## Brano
• • • •
Egli divenne padre e crebbe cinque coppie di gemelli maschi e, dividendo l'isola di Atlantide in dieci porzioni, diede al primo nato della prima coppia il territorio in cui abitava la madre e l'area circostante, che era il più grande e il migliore e lo fece re sugli altri; gli altri furono nominati principi e li fece governatori di molti uomini e di un grande territorio. E tutti loro ebbero un nome; il più vecchio, che fu il primo re, lui chiamò Atlas e dopo di lui l'intera isola e l'Oceano furono chiamati "Atlantic". Il suo fratello gemello, nato dopo di lui, ottenne come parte l'estremità dell'isola vicino alle colonne d'Ercole, che fronteggia il paese che oggi é chiamato "regione di Gades" in quella parte del mondo, gli diede il nome che nel linguaggio ellenico corrisponde ad "Eumelus", nel linguaggio del paese é invece chiamato "Gadeirus. Della seconda coppia di gemelli al primo diede il nome "Ampheres" e all'altro "Evaemon". Al più vecchio della terza coppia di gemelli diede il nome di "Mneseus" e "Autochthon" a quello che venne dopo. Della quarta coppia di gemelli chiamò Elasippus il più vecchio, Mestor il più giovane. E della quinta coppia lui diede al più vecchio il nome di Azaes e al più giovane quello di Diaprepes. Tutti questi e i loro discendenti per molte generazioni furono gli abitanti e i governatori di varie isole nel mare aperto e inoltre, come é stato già detto, essi navigarono verso di noi attraverso il paese tra le Colonne, l'Egitto e la Tirrenia.
• • • •
## Elenco dei dati

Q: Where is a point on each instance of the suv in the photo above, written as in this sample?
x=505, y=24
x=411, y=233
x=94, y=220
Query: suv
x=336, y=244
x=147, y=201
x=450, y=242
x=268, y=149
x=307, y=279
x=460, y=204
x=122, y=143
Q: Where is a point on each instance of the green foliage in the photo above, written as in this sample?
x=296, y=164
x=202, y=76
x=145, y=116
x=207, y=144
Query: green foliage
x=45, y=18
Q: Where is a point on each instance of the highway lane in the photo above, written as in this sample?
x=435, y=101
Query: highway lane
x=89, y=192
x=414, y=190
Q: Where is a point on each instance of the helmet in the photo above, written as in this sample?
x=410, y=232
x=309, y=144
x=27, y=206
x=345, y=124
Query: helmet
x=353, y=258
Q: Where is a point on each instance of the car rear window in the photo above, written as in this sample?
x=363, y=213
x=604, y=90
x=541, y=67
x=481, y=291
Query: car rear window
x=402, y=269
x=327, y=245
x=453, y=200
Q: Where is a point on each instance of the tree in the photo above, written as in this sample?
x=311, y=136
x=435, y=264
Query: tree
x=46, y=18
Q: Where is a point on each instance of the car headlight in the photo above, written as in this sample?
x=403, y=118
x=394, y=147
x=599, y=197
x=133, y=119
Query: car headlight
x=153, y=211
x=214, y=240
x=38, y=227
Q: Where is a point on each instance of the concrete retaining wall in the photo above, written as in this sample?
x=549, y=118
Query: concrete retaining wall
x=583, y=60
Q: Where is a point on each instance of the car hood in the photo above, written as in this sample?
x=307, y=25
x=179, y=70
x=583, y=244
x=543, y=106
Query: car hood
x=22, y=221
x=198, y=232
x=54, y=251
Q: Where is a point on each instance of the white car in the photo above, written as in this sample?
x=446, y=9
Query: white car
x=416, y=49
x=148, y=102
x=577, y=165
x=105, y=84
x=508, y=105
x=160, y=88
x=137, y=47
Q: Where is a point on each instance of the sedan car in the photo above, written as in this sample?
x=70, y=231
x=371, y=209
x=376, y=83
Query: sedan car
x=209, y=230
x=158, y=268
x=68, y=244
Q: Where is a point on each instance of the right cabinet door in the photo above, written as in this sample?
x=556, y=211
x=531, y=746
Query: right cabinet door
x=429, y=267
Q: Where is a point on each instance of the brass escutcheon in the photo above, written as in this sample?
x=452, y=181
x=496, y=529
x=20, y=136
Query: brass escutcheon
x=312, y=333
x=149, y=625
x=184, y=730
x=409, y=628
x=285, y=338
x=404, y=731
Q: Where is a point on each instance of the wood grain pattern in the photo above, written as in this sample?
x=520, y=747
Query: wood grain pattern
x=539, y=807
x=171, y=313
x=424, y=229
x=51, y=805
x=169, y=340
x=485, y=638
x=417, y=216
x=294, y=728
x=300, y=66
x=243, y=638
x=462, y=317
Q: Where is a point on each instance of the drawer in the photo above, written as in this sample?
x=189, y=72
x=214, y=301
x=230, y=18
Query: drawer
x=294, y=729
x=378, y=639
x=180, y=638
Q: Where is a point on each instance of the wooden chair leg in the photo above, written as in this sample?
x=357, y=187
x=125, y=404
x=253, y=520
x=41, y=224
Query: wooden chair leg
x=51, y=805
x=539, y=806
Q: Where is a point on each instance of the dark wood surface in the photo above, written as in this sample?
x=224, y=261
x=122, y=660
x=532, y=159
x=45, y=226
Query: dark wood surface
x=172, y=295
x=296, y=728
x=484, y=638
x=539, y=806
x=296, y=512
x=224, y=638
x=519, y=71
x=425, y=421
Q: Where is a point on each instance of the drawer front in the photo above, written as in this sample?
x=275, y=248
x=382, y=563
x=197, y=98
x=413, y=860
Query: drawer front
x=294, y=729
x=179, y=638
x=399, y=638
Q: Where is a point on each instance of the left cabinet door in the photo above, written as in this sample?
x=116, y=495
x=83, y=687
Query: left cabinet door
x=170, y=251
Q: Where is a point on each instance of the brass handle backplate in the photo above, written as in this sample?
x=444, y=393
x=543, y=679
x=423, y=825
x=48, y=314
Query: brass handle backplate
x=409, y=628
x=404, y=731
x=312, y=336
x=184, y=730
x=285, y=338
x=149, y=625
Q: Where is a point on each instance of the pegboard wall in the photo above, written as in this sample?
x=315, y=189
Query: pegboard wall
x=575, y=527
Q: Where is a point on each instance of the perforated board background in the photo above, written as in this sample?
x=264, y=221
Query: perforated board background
• • • •
## Istruzioni di lavoro
[A] Per favore, seleziona e copia ogni riga che contiene la parola "right", tenendo conto di maiuscole e minuscole.
[B] Riprendi il brano su Atlantide e continualo da dove si interrompe.

## Risposte agli esercizi
[A]
Q: Where is a point on each instance of the right cabinet door in the photo above, written as in this sample?
Query: right cabinet door

[B]
Dunque, Atlas ebbe una numerosa e onorevole discendenza ed essi mantennero il regno, passandoselo di generazione in generazione al figlio maggiore, per molte generazioni. Essi ebbero una tale quantità di ricchezze che che non fu mai in mano ad alcun re o potentato, e non é probabile che ciò accada in futuro. Essi possedevano ogni cosa di cui necessitavano, sia in città che in campagna. A causa della grandezza del loro impero molte cose furono loro portate dalle nazioni straniere e le stesse isole provvedevano a fornire molte delle cose che servivano loro per le necessità della vita. All'inizio essi estrassero dalla terra qualunque cosa vi si trovasse, solido o liquido, e che oggi è solo un nome ma allora era qualcosa di più di un nome, orichalcum; veniva estratto in molte parti dell'isola essendo più prezioso, in quei tempi, di ogni altra cosa ad eccezione dell'oro. C'era legno in abbondanza per i lavori di carpenteria e pastura sufficiente per gli animali d'allevamento e selvatici.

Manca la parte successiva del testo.